***** SOURCE MATERIAL
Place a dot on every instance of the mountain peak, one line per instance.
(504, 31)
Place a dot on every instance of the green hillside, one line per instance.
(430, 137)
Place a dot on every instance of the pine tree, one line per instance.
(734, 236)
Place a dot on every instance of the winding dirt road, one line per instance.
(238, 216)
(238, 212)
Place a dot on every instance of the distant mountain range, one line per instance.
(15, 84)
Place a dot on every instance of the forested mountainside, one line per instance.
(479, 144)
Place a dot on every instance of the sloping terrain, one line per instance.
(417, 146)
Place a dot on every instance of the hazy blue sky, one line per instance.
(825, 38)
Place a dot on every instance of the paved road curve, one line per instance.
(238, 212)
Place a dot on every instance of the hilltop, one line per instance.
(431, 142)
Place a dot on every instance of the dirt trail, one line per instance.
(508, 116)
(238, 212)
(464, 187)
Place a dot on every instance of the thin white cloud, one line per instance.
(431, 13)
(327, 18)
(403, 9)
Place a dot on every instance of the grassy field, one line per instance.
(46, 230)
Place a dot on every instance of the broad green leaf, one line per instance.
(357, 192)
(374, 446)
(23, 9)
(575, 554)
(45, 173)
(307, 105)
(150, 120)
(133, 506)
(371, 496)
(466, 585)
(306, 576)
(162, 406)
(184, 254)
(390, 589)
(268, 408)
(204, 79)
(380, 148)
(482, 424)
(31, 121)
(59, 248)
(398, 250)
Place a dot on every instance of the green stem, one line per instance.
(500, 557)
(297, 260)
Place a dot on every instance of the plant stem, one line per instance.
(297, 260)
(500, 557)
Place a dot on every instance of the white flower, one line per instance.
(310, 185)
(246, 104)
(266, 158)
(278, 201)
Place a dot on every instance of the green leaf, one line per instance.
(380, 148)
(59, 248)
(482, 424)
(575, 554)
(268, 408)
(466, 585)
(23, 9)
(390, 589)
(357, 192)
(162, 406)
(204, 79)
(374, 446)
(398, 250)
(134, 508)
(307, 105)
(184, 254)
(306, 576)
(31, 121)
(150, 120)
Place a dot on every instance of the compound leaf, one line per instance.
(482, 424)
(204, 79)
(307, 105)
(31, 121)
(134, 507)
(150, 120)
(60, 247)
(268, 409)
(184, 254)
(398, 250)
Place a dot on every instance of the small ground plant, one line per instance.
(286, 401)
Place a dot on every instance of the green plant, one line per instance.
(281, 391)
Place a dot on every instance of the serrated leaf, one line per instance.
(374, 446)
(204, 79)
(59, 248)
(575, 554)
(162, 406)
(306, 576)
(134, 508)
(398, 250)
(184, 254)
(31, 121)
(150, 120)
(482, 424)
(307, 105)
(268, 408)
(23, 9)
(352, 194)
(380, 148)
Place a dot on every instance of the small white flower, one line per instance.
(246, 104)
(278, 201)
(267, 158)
**********
Each of the records is to be repeated word for word.

ANSWER:
Place a dot on every instance of the mountain peak, one line per instance.
(504, 31)
Place a dot on every instance of the green hillside, one line per instance.
(430, 137)
Place a dot on every instance of the pine tree, one line per instance.
(734, 236)
Place a dot on every instance of the winding dirt road, one line per instance.
(238, 216)
(238, 212)
Place a dot on every instance of the distant mountain range, one line per instance.
(15, 84)
Place a dot on every instance of the forested mountainside, one line per instance.
(479, 144)
Place a dot on every instance of the sloping terrain, one line per instance.
(417, 146)
Place a dot on every instance of the hazy blue sky, one line per instance.
(825, 38)
Place a dot on every instance of the paved road curve, one line per instance.
(238, 212)
Place a dot on every instance of the hilltop, one line per instance.
(431, 142)
Place a dot on every instance of the dirt trail, one line per instance.
(508, 116)
(238, 212)
(464, 187)
Place a dot on every instance of the thin white cloud, one line per instance.
(431, 13)
(327, 18)
(403, 9)
Place a dot on every instance of the grassy field, one line per instance.
(46, 230)
Place a dot on every instance of the broad green leaf, one line per instance.
(357, 192)
(374, 446)
(23, 9)
(575, 554)
(45, 173)
(307, 105)
(150, 120)
(133, 506)
(371, 496)
(466, 585)
(306, 576)
(162, 406)
(184, 254)
(390, 589)
(268, 408)
(204, 79)
(380, 148)
(482, 424)
(31, 121)
(59, 248)
(398, 250)
Place a dot on every instance of the green stem, one line per instance.
(500, 557)
(297, 260)
Place a dot on every instance of the plant stem, one line per instance.
(297, 260)
(500, 557)
Place a dot on every instance of the white flower, one line per instance.
(310, 185)
(246, 104)
(266, 158)
(278, 201)
Place a dot on every instance of the green leaf, one line per instance.
(380, 148)
(59, 248)
(482, 424)
(575, 554)
(268, 408)
(466, 585)
(23, 9)
(390, 589)
(357, 192)
(162, 406)
(204, 79)
(374, 446)
(398, 250)
(134, 508)
(307, 105)
(184, 254)
(306, 576)
(31, 121)
(150, 120)
Place a dot on every instance of the compound leaf, one line per instance.
(482, 424)
(204, 79)
(307, 105)
(31, 121)
(134, 507)
(150, 120)
(60, 247)
(268, 409)
(184, 254)
(398, 250)
Place a dot on every instance of the small ground plant, one line per instance.
(286, 401)
Place a dot on every instance of the green plant, one line per instance.
(281, 391)
Place a dot on every instance of the serrated leaf, one line per instance.
(374, 446)
(204, 79)
(59, 248)
(575, 554)
(162, 406)
(306, 576)
(134, 508)
(398, 250)
(184, 254)
(31, 121)
(150, 120)
(482, 424)
(307, 105)
(268, 408)
(23, 9)
(352, 194)
(380, 148)
Place a dot on every instance of the small white flower, one line per instance.
(246, 104)
(278, 201)
(267, 158)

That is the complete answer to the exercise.